*REQUEST*.
Return all the entries exactly, keeping pictures out.

Entries from a pointing dataset:
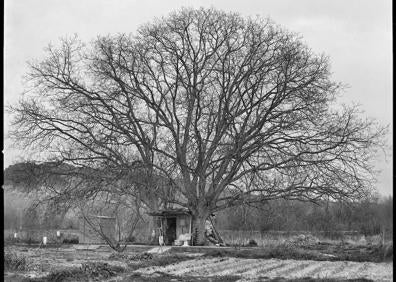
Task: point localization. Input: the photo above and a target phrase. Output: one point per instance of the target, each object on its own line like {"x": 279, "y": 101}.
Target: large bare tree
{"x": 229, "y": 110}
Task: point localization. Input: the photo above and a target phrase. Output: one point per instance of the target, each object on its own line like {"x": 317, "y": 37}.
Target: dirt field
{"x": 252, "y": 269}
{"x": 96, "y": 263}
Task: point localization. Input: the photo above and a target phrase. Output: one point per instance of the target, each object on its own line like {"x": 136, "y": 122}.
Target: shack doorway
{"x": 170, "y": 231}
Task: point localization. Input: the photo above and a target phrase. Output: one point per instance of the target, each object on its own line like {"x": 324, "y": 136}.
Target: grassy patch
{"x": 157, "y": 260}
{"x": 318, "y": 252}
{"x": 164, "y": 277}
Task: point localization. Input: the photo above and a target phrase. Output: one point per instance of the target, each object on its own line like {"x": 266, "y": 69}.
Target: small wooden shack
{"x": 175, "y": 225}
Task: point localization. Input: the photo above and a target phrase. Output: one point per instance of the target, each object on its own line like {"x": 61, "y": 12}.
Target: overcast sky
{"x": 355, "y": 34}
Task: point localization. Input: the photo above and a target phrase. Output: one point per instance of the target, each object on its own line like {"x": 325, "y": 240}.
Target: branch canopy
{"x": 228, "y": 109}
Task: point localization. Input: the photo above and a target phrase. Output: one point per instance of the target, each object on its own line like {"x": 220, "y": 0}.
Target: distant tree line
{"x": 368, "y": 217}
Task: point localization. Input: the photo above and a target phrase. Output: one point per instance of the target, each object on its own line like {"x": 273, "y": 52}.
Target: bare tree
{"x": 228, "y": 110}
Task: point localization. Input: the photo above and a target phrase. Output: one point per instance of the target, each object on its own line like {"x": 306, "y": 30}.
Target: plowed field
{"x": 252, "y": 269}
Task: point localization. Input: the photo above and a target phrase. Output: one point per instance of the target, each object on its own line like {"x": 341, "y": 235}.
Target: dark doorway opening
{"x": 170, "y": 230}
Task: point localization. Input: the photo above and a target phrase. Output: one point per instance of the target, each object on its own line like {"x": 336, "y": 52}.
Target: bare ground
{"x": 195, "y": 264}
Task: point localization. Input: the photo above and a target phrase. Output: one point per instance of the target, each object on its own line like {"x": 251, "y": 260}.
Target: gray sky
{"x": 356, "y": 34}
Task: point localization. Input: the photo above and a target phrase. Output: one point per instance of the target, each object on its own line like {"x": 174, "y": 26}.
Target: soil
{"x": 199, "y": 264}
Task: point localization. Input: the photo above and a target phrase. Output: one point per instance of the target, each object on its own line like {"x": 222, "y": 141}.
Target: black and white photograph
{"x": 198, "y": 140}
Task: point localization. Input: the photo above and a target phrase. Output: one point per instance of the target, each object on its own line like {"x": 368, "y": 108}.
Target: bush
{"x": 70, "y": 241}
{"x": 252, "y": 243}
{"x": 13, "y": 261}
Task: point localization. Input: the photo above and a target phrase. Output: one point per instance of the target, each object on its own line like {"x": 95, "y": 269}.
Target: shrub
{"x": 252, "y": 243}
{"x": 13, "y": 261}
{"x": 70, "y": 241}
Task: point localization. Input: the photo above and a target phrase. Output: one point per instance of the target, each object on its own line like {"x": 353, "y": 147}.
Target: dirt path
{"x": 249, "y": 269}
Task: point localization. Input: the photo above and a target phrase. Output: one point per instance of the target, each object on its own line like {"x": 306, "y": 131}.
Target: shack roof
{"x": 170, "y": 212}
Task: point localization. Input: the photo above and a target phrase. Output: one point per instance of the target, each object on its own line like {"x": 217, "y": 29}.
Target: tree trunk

*TASK ANSWER*.
Task: point localization. Input: the photo above and a target phrase. Output: one point per instance of the target, each object on its own line like {"x": 279, "y": 101}.
Target: large bare tree
{"x": 229, "y": 110}
Task: point localization. Input: the photo above and a target phrase. Output: one point per instance of the target, each object on its own line like {"x": 317, "y": 37}.
Target: dirt field
{"x": 252, "y": 269}
{"x": 96, "y": 263}
Task: point localization. Input: the photo above and a target phrase. Output: one point per instance of the target, each object on its own line like {"x": 136, "y": 122}.
Target: shack doorway
{"x": 170, "y": 231}
Task: point localization. Input: the photo above and a target phrase. Output: one point per instance of the target, each object on its own line like {"x": 324, "y": 136}.
Target: grassy patch
{"x": 157, "y": 260}
{"x": 318, "y": 252}
{"x": 164, "y": 277}
Task: point localization. Input: the photo above and a target phrase. Output: one point per instance of the target, each object on its own line like {"x": 266, "y": 69}.
Target: small wooden shack
{"x": 175, "y": 225}
Task: point localization. Input: the photo above and a target phrase. Output: one point per instance of the target, each object on its own line like {"x": 61, "y": 12}.
Target: overcast sky
{"x": 355, "y": 34}
Task: point localization. Input: the photo above and a target phrase. Output: one point per instance of the target, each object on its own line like {"x": 325, "y": 240}.
Target: branch canopy
{"x": 228, "y": 109}
Task: point localization. Input: the photo above and a target phrase. Output: one point per instance of the target, each object on its own line like {"x": 220, "y": 0}.
Target: distant tree line
{"x": 368, "y": 217}
Task: point localization. Input: the photo above and a target phrase. Output: one point per instance of the target, each object on its own line like {"x": 273, "y": 52}.
Target: bare tree
{"x": 228, "y": 110}
Task: point localization. Input: the photo above and a target phrase. Output: one point per instance of the target, each object on its own line like {"x": 306, "y": 30}.
Target: plowed field
{"x": 252, "y": 269}
Task: point localization. Input: the photo above and a target phrase. Output: one point per instance of the target, each object on its own line like {"x": 341, "y": 235}.
Target: dark doorway opening
{"x": 170, "y": 230}
Task: point localization. Input: the photo above and a target phrase. Output: one point per instance of the target, each object on its own line like {"x": 336, "y": 52}.
Target: bare ground
{"x": 195, "y": 264}
Task: point localization. Input: the photo above and a target phrase. Output: one point per instance of the target, each object on its own line like {"x": 251, "y": 260}.
Target: gray sky
{"x": 356, "y": 34}
Task: point localization. Input: the photo above and a target phrase. Output: one point per instance of the target, each object on its own line like {"x": 174, "y": 26}.
Target: soil
{"x": 199, "y": 264}
Task: point localization. Input: the photo above and a target phrase. Output: one point per instance of the target, each object on its own line like {"x": 222, "y": 141}.
Target: black and white photograph
{"x": 198, "y": 140}
Task: point localization. Input: the photo above and a target phrase. Output: one point per instance of the target, each object on its own line like {"x": 368, "y": 108}.
Target: bush
{"x": 70, "y": 241}
{"x": 252, "y": 243}
{"x": 13, "y": 261}
Task: point localization. Input: the photo above and a target phrase. Output: one point per instance of the target, each object on its own line like {"x": 95, "y": 269}.
Target: shrub
{"x": 252, "y": 243}
{"x": 13, "y": 261}
{"x": 70, "y": 241}
Task: point localization. Input: the photo above and a target phrase. Output: one point per instance of the target, each object on its own line like {"x": 353, "y": 147}.
Target: dirt path
{"x": 249, "y": 269}
Task: point localization. Input: the photo above and a target phrase. Output: one point per instance of the target, each object on its own line like {"x": 306, "y": 131}.
Target: shack roof
{"x": 170, "y": 212}
Task: point localization. Input: the photo above and a target phrase. Output: one point per instance of the target, each object on its own line like {"x": 217, "y": 29}.
Target: tree trunk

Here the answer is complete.